▶ **Task directions**: Leave out the pictures and copy the remaining records exactly.
[Begin Items]
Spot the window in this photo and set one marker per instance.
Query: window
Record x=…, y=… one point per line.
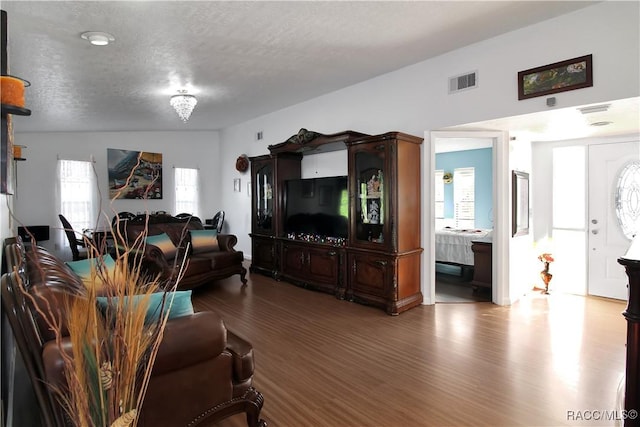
x=464, y=197
x=439, y=198
x=78, y=193
x=187, y=192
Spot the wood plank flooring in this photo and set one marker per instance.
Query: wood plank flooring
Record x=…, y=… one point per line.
x=325, y=362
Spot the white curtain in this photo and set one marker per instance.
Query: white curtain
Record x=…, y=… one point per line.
x=187, y=192
x=77, y=195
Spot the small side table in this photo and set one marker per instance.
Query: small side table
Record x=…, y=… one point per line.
x=482, y=264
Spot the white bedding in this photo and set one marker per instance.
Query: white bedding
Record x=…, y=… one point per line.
x=454, y=246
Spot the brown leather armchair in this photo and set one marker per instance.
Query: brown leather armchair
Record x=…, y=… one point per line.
x=202, y=373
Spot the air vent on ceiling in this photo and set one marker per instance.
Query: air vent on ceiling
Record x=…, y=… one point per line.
x=463, y=82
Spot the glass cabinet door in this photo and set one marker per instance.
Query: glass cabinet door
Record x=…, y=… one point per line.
x=369, y=218
x=263, y=188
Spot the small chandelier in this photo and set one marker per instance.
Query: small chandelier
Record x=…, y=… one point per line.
x=184, y=104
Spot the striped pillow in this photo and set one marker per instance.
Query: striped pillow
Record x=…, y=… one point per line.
x=87, y=270
x=204, y=241
x=164, y=243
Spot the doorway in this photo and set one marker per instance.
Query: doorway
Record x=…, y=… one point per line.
x=495, y=210
x=464, y=213
x=575, y=212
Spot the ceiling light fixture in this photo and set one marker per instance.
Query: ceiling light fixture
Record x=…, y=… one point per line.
x=603, y=123
x=184, y=104
x=595, y=109
x=98, y=38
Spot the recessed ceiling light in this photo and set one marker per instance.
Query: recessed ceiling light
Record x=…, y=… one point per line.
x=98, y=38
x=595, y=109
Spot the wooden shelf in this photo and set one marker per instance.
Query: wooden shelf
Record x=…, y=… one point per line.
x=18, y=111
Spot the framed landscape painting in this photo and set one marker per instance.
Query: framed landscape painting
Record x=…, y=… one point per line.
x=561, y=76
x=134, y=174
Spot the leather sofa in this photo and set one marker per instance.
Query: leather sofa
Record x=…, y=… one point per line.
x=202, y=373
x=201, y=267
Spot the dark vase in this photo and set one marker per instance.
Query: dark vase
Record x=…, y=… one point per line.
x=546, y=277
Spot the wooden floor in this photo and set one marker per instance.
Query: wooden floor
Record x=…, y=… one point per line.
x=325, y=362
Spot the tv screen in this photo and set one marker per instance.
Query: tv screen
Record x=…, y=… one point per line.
x=317, y=206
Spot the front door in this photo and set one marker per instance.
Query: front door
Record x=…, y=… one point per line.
x=606, y=241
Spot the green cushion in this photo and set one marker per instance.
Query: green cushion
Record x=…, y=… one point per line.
x=178, y=303
x=84, y=268
x=164, y=243
x=204, y=241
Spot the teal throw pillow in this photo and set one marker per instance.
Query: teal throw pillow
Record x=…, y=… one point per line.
x=204, y=241
x=83, y=269
x=178, y=303
x=164, y=243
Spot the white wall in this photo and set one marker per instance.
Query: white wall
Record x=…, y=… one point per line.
x=35, y=202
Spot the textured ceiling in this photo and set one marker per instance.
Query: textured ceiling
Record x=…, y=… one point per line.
x=241, y=59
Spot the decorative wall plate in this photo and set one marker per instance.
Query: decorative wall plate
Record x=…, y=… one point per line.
x=242, y=163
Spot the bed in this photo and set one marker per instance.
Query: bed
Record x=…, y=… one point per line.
x=454, y=246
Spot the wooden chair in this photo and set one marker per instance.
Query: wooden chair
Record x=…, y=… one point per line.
x=78, y=246
x=218, y=221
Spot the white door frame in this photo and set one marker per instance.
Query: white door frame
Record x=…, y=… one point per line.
x=501, y=213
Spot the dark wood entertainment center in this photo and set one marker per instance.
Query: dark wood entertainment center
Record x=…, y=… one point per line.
x=378, y=263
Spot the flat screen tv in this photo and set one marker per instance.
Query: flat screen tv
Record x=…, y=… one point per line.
x=317, y=206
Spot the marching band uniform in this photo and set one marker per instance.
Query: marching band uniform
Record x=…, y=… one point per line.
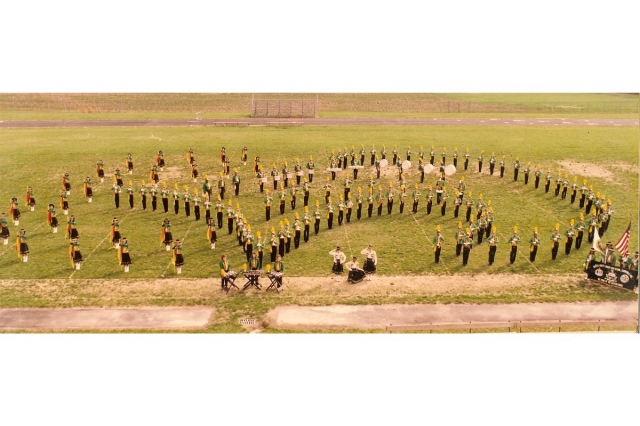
x=21, y=245
x=514, y=245
x=338, y=261
x=437, y=244
x=178, y=257
x=467, y=245
x=493, y=241
x=533, y=245
x=569, y=233
x=555, y=238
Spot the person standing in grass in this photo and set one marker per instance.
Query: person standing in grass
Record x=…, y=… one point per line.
x=493, y=241
x=514, y=240
x=534, y=241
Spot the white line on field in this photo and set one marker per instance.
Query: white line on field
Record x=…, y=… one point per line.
x=96, y=248
x=425, y=234
x=171, y=261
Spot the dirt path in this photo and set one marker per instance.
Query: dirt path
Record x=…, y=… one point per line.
x=380, y=316
x=104, y=319
x=324, y=122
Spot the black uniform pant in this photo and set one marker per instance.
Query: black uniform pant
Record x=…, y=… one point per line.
x=567, y=245
x=465, y=255
x=492, y=253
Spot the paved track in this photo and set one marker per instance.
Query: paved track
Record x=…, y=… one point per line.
x=380, y=316
x=324, y=122
x=100, y=319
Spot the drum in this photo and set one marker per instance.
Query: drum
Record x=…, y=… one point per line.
x=449, y=170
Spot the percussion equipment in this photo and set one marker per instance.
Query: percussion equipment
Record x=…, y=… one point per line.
x=449, y=170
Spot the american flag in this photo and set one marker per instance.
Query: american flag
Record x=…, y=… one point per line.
x=623, y=243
[End Items]
▶ **The completed task**:
Spot the window in this photo and set one marker per instance.
Query: window
Record x=…, y=… one point per line.
x=464, y=197
x=439, y=198
x=78, y=193
x=187, y=192
Spot the wood plank flooring in this photo and set one marker per instance.
Query: wood plank flooring
Record x=…, y=… one point per line.
x=325, y=362
Spot the white curtain in this photo and set one marker per instance.
Query: white curtain
Record x=…, y=… one point per line.
x=187, y=192
x=77, y=195
Spot the small side table in this photo and set one marker per instance.
Query: small side table
Record x=…, y=… one point per line.
x=482, y=264
Spot the white bedding in this photo and set one marker per instance.
Query: white bedding
Record x=…, y=… one point per line.
x=454, y=246
Spot the brown leather armchair in this photo and set one marker per instance.
Query: brown leather armchair
Record x=…, y=… one point per line.
x=202, y=373
Spot the air vent on ceiling in this photo and set one marker per instance.
Query: air vent on ceiling
Record x=…, y=… one point per line.
x=463, y=82
Spot the glass cabinet door in this photo and set one marker per instance.
Query: glass cabinet door
Record x=…, y=… one point per line.
x=369, y=218
x=263, y=188
Spot the small chandelier in this photo and set one marker per instance.
Query: small chandelier
Record x=…, y=… one point per line.
x=184, y=104
Spot the striped pillow in this photo and set one marker per instance.
Query: striped pillow
Record x=…, y=… one point per line.
x=87, y=270
x=204, y=241
x=164, y=243
Spot the doorway in this photo and set one marker per instance.
Query: doorway
Record x=…, y=… one point per line.
x=495, y=210
x=464, y=213
x=575, y=212
Spot the ceiling light fixture in this photo and set one marker per instance.
Query: ceiling light fixture
Record x=…, y=… one point per line.
x=603, y=123
x=184, y=104
x=595, y=109
x=98, y=38
Spot the recessed ceiling light in this photo and set one marker per instance.
Query: recessed ceiling light
Record x=…, y=… one point per line.
x=98, y=38
x=595, y=109
Spot the wooden shelf in this photo and set one marker per instance.
Query: wooden shelf
Record x=…, y=… one point per line.
x=18, y=111
Spot the framed landscape painting in this photo and set one marker per instance.
Query: framed landscape painting
Record x=…, y=… one point per line.
x=561, y=76
x=134, y=174
Spot the leather sofa in this photo and set one marker per instance.
Query: leather sofa
Record x=…, y=… one point per line.
x=202, y=373
x=201, y=267
Spot the dark vase in this photo and set one marker per instance.
Query: dark vase
Record x=…, y=… one point per line.
x=546, y=277
Spot the wooden floor in this photo and set one marker per instance.
Query: wooden floor
Record x=…, y=… one point per line.
x=325, y=362
Spot the tv screen in this photo and set one marker per instance.
Query: tv screen
Record x=…, y=… one point per line.
x=317, y=206
Spot the front door in this photo and set one marker per instance.
Query: front door
Record x=…, y=… one point per line.
x=606, y=241
Spot the green cushion in this photo and set one marker per instance.
Query: green cushion
Record x=…, y=… one point per line.
x=178, y=303
x=84, y=268
x=164, y=243
x=204, y=241
Spot the teal throw pillow in this photo and set one marker per instance.
Query: teal throw pillow
Record x=…, y=… one point per line.
x=204, y=241
x=83, y=269
x=178, y=303
x=164, y=243
Spot the white wall in this photo and set one marker per instance.
Query: white wall
Record x=…, y=… one point per line.
x=35, y=202
Spot the textured ceiling in this photo and set one marker per instance.
Query: textured ceiling
Record x=…, y=… one point per line.
x=241, y=59
Spot the decorative wall plate in this photo and set one marker per instance.
Query: decorative wall plate
Record x=…, y=… one point per line.
x=242, y=163
Spot the bed in this photo and set one marker per instance.
Query: bed
Record x=…, y=… one point per line.
x=454, y=246
Spot the wooden chair in this photo and set one marker per instance.
Query: wooden chair
Record x=…, y=… one point per line.
x=78, y=246
x=218, y=221
Spot the white door frame in this photo and set one marker per instance.
Query: white door frame
Record x=…, y=… one point per line.
x=501, y=213
Spot the dark wood entertainment center in this photo and set one marker per instance.
Query: dark wood entertainment center
Record x=…, y=… one point per line.
x=378, y=263
Spot the flat screen tv in this photo and set one marker per instance.
Query: flat screen tv
Record x=…, y=… one point per line.
x=317, y=206
Spot the marching band uniform in this photo and set one marker per instance.
Query: marching band uniform
Record x=…, y=… one point per line.
x=21, y=245
x=514, y=245
x=338, y=261
x=437, y=244
x=178, y=257
x=467, y=245
x=493, y=241
x=533, y=245
x=569, y=233
x=555, y=238
Spot the person standing in grass in this photo and set one marker per instance.
Query: person standing in grass
Record x=…, y=… one point per line.
x=493, y=241
x=514, y=240
x=534, y=241
Spot the white line on field in this photo and set one marker per instance.
Query: white line on field
Record x=…, y=… one point per line.
x=96, y=248
x=425, y=234
x=171, y=261
Spot the dirt path in this photo and set one marker per instance.
Query: dirt path
Record x=…, y=… one point per line.
x=380, y=316
x=104, y=319
x=324, y=122
Spot the black uniform pant in this photo and set one marker per instance.
Query: black uniform pant
Record x=…, y=… one point per line.
x=567, y=245
x=465, y=255
x=492, y=253
Spot the paved track in this photo and set one marker per instance.
Query: paved track
Record x=…, y=… one point per line.
x=380, y=316
x=324, y=122
x=100, y=319
Spot the drum in this photo and set one marker per instance.
Query: drum
Record x=…, y=… one point per line.
x=449, y=170
Spot the percussion equipment in this photo and set one marker per instance.
Query: percussion equipment
Record x=…, y=… one point per line.
x=449, y=170
Spot the american flag in this photo and set one marker per instance.
Query: american flag
Record x=…, y=… one point per line.
x=623, y=243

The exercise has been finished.